:: Records to process

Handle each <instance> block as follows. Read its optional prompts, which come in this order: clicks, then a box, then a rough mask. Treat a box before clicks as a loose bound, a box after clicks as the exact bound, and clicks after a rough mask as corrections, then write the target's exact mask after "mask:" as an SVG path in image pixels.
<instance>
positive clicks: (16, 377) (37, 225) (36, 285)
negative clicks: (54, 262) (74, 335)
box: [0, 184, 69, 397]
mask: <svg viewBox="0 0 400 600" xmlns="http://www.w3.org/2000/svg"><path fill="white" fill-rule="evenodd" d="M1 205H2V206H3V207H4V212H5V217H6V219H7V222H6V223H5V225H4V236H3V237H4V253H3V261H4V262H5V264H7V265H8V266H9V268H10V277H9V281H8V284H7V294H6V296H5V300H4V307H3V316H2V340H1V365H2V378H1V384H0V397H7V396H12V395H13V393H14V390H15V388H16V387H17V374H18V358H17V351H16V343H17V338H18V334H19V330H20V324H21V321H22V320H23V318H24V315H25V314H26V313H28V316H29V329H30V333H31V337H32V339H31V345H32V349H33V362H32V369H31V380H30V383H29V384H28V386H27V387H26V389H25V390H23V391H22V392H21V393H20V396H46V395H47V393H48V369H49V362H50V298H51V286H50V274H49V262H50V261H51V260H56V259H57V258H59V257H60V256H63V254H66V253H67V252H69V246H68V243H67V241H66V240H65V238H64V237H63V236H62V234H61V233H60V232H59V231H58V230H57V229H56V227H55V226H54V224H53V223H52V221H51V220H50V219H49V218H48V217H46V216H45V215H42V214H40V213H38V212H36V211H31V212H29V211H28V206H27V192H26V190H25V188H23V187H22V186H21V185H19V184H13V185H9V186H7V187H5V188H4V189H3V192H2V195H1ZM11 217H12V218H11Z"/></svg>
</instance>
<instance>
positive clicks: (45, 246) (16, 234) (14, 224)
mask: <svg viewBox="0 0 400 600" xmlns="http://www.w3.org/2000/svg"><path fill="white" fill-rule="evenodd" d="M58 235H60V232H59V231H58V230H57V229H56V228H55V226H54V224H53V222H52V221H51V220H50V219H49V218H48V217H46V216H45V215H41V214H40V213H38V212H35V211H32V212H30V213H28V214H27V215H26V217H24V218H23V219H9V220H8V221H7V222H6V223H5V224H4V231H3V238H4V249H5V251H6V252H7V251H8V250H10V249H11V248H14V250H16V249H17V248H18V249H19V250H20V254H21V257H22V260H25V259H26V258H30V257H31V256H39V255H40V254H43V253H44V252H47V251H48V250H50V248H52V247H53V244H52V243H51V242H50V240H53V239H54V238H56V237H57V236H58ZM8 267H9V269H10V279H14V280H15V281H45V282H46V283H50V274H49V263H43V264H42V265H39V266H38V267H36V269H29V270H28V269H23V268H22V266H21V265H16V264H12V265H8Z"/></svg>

::::

Task goal
In the records above, find each line with the string "instance" and list it.

Exercise result
Handle each <instance> block as follows. Read its optional prompts, which come in this order: clicks, then a box, then a rough mask. Treat a box before clicks as a loose bound, a box after clicks as the exact bound, and clicks after a rough mask as corrections, then write the target's exact mask after "mask:" as an SVG path in image pixels.
<instance>
</instance>
<instance>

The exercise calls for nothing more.